| Given information |
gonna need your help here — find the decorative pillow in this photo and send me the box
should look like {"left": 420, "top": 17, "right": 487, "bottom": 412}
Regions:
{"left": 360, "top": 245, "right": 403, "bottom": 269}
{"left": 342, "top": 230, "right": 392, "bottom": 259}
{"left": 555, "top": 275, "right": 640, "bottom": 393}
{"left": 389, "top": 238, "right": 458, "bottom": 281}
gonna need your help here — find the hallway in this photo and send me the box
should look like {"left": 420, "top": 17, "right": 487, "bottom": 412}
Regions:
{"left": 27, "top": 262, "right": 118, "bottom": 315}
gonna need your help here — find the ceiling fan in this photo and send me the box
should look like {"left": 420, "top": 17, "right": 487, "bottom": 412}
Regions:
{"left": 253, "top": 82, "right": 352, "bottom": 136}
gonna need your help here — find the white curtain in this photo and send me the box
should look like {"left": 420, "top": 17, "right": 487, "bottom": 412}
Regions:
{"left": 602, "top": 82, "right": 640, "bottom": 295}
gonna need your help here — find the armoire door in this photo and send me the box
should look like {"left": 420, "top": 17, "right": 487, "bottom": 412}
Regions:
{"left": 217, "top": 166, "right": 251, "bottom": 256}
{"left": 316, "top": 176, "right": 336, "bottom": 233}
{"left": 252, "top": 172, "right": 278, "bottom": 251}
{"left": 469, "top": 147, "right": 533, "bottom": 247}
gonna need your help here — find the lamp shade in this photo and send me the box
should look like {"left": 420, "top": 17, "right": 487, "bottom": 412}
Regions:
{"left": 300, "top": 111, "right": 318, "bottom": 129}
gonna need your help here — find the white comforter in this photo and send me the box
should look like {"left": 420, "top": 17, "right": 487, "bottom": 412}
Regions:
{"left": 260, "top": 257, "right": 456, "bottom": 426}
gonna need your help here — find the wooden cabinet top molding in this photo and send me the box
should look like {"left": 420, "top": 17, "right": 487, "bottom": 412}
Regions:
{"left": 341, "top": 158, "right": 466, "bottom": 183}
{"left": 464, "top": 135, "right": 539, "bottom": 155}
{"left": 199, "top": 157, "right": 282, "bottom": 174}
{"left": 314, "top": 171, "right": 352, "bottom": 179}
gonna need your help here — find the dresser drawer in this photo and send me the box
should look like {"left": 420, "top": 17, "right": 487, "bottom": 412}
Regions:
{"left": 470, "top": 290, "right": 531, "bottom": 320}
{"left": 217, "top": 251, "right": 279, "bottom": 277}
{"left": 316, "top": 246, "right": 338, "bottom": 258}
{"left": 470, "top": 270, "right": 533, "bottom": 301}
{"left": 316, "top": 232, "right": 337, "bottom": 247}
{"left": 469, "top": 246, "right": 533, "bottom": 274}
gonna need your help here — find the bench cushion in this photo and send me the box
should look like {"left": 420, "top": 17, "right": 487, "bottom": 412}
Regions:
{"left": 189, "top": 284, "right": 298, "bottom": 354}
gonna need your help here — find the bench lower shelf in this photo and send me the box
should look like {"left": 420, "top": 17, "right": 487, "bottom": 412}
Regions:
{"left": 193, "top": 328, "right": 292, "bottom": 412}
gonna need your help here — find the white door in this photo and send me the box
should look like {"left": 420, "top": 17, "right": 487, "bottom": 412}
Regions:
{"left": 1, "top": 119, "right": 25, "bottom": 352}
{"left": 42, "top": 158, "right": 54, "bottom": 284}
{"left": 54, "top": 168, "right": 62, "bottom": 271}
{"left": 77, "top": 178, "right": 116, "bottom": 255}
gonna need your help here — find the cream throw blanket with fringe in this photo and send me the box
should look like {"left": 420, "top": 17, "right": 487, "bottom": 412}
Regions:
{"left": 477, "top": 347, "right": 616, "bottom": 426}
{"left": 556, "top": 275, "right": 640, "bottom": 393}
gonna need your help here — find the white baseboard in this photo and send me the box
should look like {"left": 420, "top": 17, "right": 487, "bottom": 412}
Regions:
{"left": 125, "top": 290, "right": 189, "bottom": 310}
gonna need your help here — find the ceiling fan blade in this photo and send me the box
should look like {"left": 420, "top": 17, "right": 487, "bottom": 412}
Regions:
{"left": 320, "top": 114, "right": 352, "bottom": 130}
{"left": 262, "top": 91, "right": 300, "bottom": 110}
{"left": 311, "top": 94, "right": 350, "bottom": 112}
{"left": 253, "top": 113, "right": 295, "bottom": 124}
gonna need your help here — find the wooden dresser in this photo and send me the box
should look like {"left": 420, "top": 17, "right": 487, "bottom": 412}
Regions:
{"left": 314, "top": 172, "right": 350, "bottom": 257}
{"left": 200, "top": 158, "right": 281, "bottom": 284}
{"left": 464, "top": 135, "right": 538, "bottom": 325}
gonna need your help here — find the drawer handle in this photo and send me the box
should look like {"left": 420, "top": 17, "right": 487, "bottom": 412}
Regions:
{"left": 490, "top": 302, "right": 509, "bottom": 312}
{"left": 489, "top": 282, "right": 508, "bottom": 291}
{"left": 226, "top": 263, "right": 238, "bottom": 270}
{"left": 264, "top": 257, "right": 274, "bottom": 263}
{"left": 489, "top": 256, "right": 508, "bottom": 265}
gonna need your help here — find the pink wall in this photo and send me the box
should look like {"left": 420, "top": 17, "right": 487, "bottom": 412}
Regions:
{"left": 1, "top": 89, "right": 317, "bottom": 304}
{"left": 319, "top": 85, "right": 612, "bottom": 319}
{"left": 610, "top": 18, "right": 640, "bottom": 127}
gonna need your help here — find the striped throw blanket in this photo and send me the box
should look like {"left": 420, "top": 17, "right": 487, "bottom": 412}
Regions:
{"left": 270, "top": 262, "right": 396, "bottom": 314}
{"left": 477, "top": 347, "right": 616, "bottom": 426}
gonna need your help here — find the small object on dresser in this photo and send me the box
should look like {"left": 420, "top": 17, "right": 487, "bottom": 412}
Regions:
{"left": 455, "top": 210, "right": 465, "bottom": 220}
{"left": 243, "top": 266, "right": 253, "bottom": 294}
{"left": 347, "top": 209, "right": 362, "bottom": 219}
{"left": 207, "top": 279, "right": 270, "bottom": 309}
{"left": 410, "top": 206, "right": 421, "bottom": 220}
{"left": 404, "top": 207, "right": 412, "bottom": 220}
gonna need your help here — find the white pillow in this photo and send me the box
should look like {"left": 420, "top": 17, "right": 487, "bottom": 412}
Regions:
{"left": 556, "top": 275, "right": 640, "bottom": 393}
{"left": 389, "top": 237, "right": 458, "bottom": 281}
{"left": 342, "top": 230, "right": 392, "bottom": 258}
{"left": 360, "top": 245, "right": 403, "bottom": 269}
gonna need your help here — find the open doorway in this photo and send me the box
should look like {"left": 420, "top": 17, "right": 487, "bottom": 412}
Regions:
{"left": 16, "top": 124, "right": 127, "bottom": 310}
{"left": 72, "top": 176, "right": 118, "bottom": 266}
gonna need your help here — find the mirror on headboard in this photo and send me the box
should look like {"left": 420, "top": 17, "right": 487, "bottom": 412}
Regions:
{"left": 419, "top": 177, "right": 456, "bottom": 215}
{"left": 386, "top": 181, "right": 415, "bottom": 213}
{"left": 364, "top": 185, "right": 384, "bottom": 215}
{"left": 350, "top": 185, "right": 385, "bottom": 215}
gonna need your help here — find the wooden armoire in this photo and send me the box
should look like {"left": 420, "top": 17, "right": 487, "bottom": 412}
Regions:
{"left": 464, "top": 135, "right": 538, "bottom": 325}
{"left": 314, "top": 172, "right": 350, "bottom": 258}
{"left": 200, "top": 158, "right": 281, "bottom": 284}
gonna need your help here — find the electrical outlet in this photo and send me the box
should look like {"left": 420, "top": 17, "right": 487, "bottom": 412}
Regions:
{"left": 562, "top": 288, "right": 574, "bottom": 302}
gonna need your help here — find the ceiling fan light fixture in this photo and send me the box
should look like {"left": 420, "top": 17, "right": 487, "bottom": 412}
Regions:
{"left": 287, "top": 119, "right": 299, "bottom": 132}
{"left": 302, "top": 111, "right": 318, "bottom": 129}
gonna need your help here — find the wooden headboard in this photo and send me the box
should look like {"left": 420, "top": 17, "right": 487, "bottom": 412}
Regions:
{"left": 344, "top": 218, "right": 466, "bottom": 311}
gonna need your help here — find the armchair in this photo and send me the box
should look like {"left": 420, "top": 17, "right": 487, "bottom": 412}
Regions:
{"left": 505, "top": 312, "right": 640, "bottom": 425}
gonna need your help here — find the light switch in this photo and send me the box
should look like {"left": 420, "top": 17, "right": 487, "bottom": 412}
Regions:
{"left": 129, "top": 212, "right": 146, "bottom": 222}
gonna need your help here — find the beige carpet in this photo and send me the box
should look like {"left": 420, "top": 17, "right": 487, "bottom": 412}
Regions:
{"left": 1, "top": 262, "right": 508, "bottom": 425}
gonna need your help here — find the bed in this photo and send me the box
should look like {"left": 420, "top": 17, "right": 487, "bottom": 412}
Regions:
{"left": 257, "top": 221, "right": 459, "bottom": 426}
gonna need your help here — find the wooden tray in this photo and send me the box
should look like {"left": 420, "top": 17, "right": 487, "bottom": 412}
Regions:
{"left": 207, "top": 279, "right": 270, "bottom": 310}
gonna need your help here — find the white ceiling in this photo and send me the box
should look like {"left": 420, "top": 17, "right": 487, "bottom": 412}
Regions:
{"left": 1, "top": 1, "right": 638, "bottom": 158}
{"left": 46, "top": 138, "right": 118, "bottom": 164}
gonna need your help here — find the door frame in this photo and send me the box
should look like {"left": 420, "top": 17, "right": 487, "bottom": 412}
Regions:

| What is needed |
What count of lines in the listing contain the word "bench"? Reply with the number only.

| Task result |
2